:: DOCUMENT SECTION

Tuesday, February 25, 2014

Day 24: Chur to Natterersee

We woke early, and really appreciated the view from Matthias and Andrina's apartment for the first time- our window looked out over the whole city, and it had snowed in the mountains overnight. 

Realising we should probably work out where we were going to sleep in Austria that night (our next couchsurfing family in Innsbruck had to back out last minute- lame) we searched until I came across a site that offered not a room, but a "sleeping barrel" in a tiny rural lakeside village called Natterer See. Now that's just not something you pass on lightly. Booked. 
Matt with Matthias and Andrina 
A well from Roman? times - still existing in a beautiful old church
We then had a yummy breakfast with our new buddies Matthias and Andrina (delicious smoothies - thanks Andrina!) before they took us out to explore the town and church. The old town is ancient- really quiet and beautiful, and the people are so helpful and nice, even when we appalled them by trying to speak German. Which Matt has a bit of an affinity for. Who knew? I mainly stuck to giggling at the semi-dirty sounding street names and snapping pics. 

The Bishops Vineyard

lol ... Wangs Pizol

We then went to a restaurant that has been open since 1522 (older than your country, the waitress reminded me). You can see the original features of the place, including the wooden beam with the year of construction carved in. 

Overlooking Chur and the valley beyond
Matt and I had capuns, a traditional local dish, and I'm hooked. You get about ten of them. It's the most delicious sausage-type minced meat, mixed with herbs and veggies, then wrapped in seasoned dough, which is wrapped in Swiss chard, and swimming in a delicious sauce. I don't know what kind. But I will find out and make it-- got the inspiration here to collect recipes of favourite local dishes of each country we visit on our trip.

::::
:: ENTRIES SUPPLIED

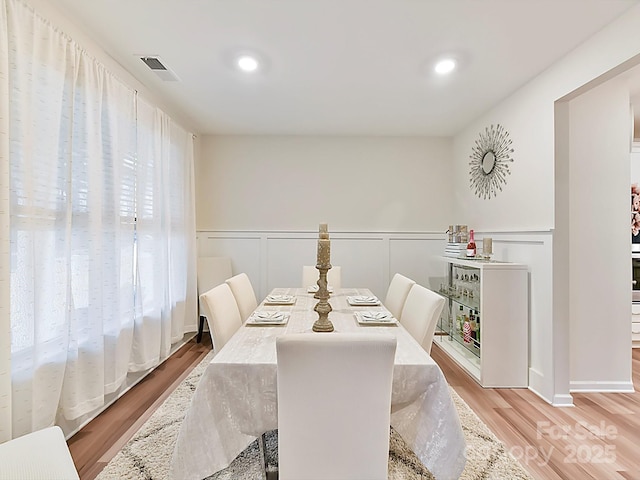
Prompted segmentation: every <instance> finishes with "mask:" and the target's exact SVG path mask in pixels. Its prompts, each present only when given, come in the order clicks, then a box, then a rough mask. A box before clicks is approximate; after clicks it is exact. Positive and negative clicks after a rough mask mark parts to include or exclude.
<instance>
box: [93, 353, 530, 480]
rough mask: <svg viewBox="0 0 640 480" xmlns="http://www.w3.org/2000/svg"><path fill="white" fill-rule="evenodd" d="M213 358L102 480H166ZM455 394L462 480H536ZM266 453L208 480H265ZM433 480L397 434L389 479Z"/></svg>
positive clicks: (266, 448)
mask: <svg viewBox="0 0 640 480" xmlns="http://www.w3.org/2000/svg"><path fill="white" fill-rule="evenodd" d="M211 356H212V353H210V354H209V355H207V357H205V358H204V360H202V362H200V364H199V365H198V366H197V367H196V368H195V369H194V370H193V371H192V372H191V373H190V374H189V376H188V377H187V378H186V379H185V380H184V381H183V382H182V383H181V384H180V385H179V386H178V388H176V390H175V391H174V392H173V393H172V394H171V395H170V396H169V398H167V400H166V401H165V402H164V403H163V404H162V405H161V406H160V408H158V410H156V411H155V412H154V413H153V415H152V416H151V417H150V418H149V420H147V422H146V423H145V424H144V425H143V426H142V427H141V428H140V430H139V431H138V432H136V434H135V435H134V436H133V438H132V439H131V440H129V442H128V443H127V444H126V445H125V446H124V448H123V449H122V450H120V452H118V454H117V455H116V456H115V457H114V458H113V459H112V460H111V461H110V462H109V464H108V465H107V466H106V467H105V468H104V470H103V471H102V472H101V473H100V475H98V477H97V480H116V479H118V480H124V479H129V480H167V474H168V471H169V464H170V462H171V455H172V453H173V446H174V444H175V441H176V438H177V436H178V431H179V429H180V423H181V422H182V419H183V417H184V415H185V412H186V410H187V408H188V407H189V403H190V401H191V396H192V395H193V392H194V391H195V389H196V386H197V385H198V382H199V380H200V377H201V376H202V373H203V372H204V369H205V368H206V366H207V364H208V363H209V361H210V360H211ZM451 395H452V396H453V400H454V402H455V405H456V408H457V410H458V414H459V415H460V422H461V424H462V428H463V431H464V435H465V439H466V441H467V464H466V467H465V469H464V471H463V472H462V475H461V477H460V479H463V480H497V479H510V480H519V479H522V480H533V477H531V476H530V475H529V474H528V473H527V472H526V471H525V470H524V469H523V468H522V467H521V466H520V464H519V463H518V462H517V461H516V460H515V459H514V458H513V457H511V456H510V455H509V454H508V453H507V452H506V450H505V447H504V444H502V443H501V442H500V441H499V440H498V439H497V438H496V436H495V435H494V434H493V433H492V432H491V431H490V430H489V429H488V428H487V426H486V425H485V424H484V423H482V421H481V420H480V419H479V418H478V417H477V415H476V414H475V413H473V411H472V410H471V409H470V408H469V406H468V405H467V404H466V403H465V402H464V401H463V400H462V399H461V398H460V397H459V396H458V394H457V393H456V392H455V391H453V390H451ZM265 448H266V457H267V459H268V461H269V463H276V462H277V436H276V433H275V432H270V433H269V434H267V436H266V438H265ZM262 449H263V446H262V444H261V443H260V442H258V441H257V440H256V441H255V442H253V443H252V444H251V445H250V446H249V447H247V448H246V449H245V450H244V451H243V452H242V453H241V454H240V455H239V456H238V458H236V459H235V460H234V462H233V463H232V464H231V465H230V466H229V467H228V468H227V469H225V470H223V471H221V472H218V473H216V474H214V475H212V476H211V477H208V478H207V480H264V479H265V478H266V473H265V467H264V452H263V450H262ZM267 468H269V467H267ZM432 478H433V476H432V475H431V473H430V472H429V471H428V470H427V469H426V468H425V467H424V466H423V465H422V463H421V462H420V461H419V460H418V459H417V457H416V456H415V455H414V454H413V452H412V451H411V450H410V449H409V448H407V446H406V445H405V443H404V441H403V440H402V438H401V437H400V436H399V435H398V434H397V433H395V431H393V430H392V431H391V436H390V448H389V479H390V480H418V479H419V480H427V479H432Z"/></svg>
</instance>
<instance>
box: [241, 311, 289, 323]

::::

- TASKS -
• 1. In the travel blog post, since what year has the restaurant the writer and Matt visited been open?
• 2. List every component of capuns that the travel blog post describes.
• 3. Summarize the travel blog post in two sentences.

- RESULTS OF THE TASKS -
• 1. 1522

• 2.
- Sausage-type minced meat
- Herbs
- Veggies
- Seasoned dough
- Swiss chard
- Sauce

• 3. On day 24 in Chur, the writer and Matt booked a "sleeping barrel" in the lakeside village of Natterer See after their Innsbruck couchsurfing hosts backed out. They then had breakfast with Matthias and Andrina, explored the old town and church, and ate capuns at a restaurant open since 1522, which inspired the writer to collect recipes of favorite local dishes from each country on the trip.